Additional Information

Our condensed consolidated interim unaudited financial statements for the three months ended March 31, 2020 and the related Management's Discussion and Analysis of the operating and financial results can be accessed on our website at www.baytexenergy.com and will be available shortly through SEDAR at www.sedar.com and EDGAR at www.sec.gov/edgar.shtml.

Advisory Regarding Forward-Looking Statements

In the interest of providing Baytex's shareholders and potential investors with information regarding Baytex, including management's assessment of Baytex's future plans and operations, certain statements in this press release are "forward-looking statements" within the meaning of the United States Private Securities Litigation Reform Act of 1995 and "forward-looking information" within the meaning of applicable Canadian securities legislation (collectively, "forward-looking statements").  In some cases, forward-looking statements can be identified by terminology such as "anticipate", "believe", "continue", "could", "estimate", "expect", "forecast", "intend", "may", "objective", "ongoing", "outlook", "potential", "project", "plan", "should", "target", "would", "will" or similar words suggesting future outcomes, events or performance.  The forward-looking statements contained in this press release speak only as of the date thereof and are expressly qualified by this cautionary statement.

Extracted entries:
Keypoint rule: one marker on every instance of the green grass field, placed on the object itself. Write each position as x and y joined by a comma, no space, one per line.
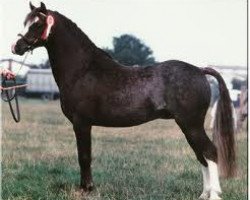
151,161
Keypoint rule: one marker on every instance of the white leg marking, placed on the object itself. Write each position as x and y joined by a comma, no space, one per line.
206,183
215,188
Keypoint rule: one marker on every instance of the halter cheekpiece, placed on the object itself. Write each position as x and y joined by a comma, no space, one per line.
49,23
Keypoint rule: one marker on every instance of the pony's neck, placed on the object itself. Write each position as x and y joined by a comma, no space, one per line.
70,50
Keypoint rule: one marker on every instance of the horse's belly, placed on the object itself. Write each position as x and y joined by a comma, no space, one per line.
122,118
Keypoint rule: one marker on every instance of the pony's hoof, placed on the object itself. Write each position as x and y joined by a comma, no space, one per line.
214,196
87,188
204,196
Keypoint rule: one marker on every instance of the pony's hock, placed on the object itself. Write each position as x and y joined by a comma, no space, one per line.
96,90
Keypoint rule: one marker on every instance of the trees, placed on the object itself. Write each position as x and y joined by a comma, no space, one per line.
129,50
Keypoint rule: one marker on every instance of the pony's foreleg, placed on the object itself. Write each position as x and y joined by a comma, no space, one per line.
83,140
211,184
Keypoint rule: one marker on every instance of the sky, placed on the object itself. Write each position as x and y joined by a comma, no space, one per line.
201,32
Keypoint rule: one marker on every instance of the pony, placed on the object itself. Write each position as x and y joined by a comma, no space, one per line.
95,90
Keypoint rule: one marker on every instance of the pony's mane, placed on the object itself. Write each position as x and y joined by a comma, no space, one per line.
83,38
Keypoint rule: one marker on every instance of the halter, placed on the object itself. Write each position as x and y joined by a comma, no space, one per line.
49,23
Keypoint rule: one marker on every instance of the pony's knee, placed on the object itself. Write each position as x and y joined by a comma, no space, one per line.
211,153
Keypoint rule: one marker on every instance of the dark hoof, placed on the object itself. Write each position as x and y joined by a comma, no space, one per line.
88,187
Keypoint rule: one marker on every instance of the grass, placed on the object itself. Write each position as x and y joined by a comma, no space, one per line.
151,161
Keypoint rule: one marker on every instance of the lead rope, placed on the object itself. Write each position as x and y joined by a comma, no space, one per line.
16,115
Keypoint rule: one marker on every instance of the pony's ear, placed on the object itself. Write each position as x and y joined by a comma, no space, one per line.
31,6
43,8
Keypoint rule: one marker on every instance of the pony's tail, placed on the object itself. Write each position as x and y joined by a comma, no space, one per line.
223,136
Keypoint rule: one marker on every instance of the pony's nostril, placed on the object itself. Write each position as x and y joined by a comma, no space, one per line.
13,48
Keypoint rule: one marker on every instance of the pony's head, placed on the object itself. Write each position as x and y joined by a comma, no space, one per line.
37,27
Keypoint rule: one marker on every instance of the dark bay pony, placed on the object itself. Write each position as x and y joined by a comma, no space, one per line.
95,90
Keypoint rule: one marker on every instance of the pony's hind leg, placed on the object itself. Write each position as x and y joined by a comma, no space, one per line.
206,153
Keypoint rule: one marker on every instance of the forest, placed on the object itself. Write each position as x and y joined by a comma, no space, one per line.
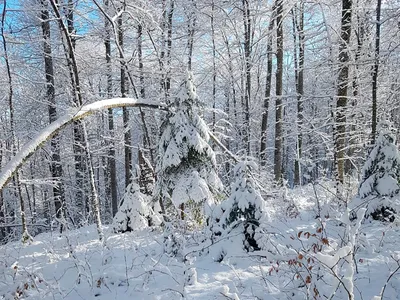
199,149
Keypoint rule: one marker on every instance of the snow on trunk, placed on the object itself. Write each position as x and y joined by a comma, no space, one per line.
73,114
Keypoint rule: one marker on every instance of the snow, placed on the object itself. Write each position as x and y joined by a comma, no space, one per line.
133,265
72,115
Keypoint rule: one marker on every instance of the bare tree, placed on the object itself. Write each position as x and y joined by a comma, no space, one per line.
299,42
278,91
267,94
25,234
375,70
111,165
342,87
55,165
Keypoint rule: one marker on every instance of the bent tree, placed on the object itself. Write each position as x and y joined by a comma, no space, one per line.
74,115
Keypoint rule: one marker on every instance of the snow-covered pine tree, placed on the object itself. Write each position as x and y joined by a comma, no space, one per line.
187,181
244,207
379,188
133,213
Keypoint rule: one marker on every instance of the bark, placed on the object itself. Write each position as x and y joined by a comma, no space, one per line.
278,91
375,71
247,57
55,165
343,82
191,29
2,208
111,165
52,129
169,49
267,95
299,41
69,37
125,112
25,234
214,66
146,136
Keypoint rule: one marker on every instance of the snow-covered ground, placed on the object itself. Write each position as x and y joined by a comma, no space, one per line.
133,265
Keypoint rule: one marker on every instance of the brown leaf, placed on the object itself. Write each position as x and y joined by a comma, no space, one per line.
325,241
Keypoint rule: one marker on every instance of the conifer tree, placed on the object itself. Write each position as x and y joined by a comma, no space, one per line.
133,214
244,206
379,188
186,178
243,209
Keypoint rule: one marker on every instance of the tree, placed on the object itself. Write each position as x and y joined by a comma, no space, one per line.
111,164
186,176
267,95
376,69
244,207
55,166
342,86
25,234
278,92
299,41
379,188
134,210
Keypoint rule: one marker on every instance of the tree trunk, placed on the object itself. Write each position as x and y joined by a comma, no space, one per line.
267,95
25,234
278,91
299,41
111,165
375,71
214,91
70,48
55,165
247,57
125,112
191,29
343,82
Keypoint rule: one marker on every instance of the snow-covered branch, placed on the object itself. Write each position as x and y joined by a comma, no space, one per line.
74,114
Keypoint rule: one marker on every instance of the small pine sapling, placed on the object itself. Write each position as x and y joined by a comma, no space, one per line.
243,208
379,188
133,213
187,182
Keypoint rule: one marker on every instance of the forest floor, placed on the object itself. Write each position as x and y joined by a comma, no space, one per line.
75,265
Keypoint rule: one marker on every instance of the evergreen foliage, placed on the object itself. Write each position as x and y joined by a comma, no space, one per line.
134,212
243,209
186,175
379,188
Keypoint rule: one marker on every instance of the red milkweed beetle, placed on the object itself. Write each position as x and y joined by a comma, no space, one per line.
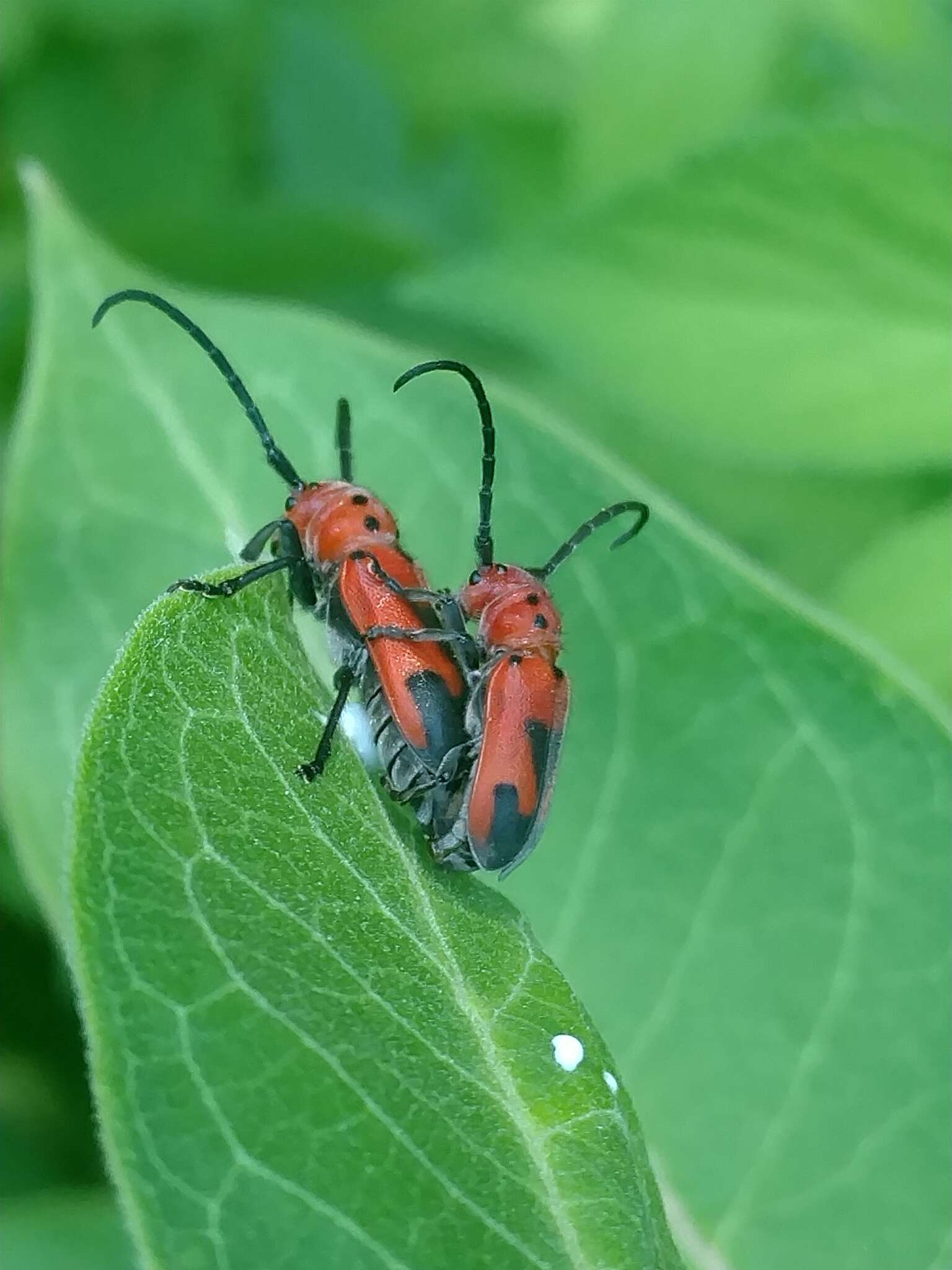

Task set:
[1] List every web address given in the Baytex press release excerpt.
[2] Reproduce word for word the passage of the Baytex press release excerpt that starts at the words "Our condensed consolidated" and ends with the words "EDGAR at www.sec.gov/edgar.shtml.".

Answers to the tasks:
[1]
www.baytexenergy.com
www.sedar.com
www.sec.gov/edgar.shtml

[2]
Our condensed consolidated interim unaudited financial statements for the three months ended March 31, 2020 and the related Management's Discussion and Analysis of the operating and financial results can be accessed on our website at www.baytexenergy.com and will be available shortly through SEDAR at www.sedar.com and EDGAR at www.sec.gov/edgar.shtml.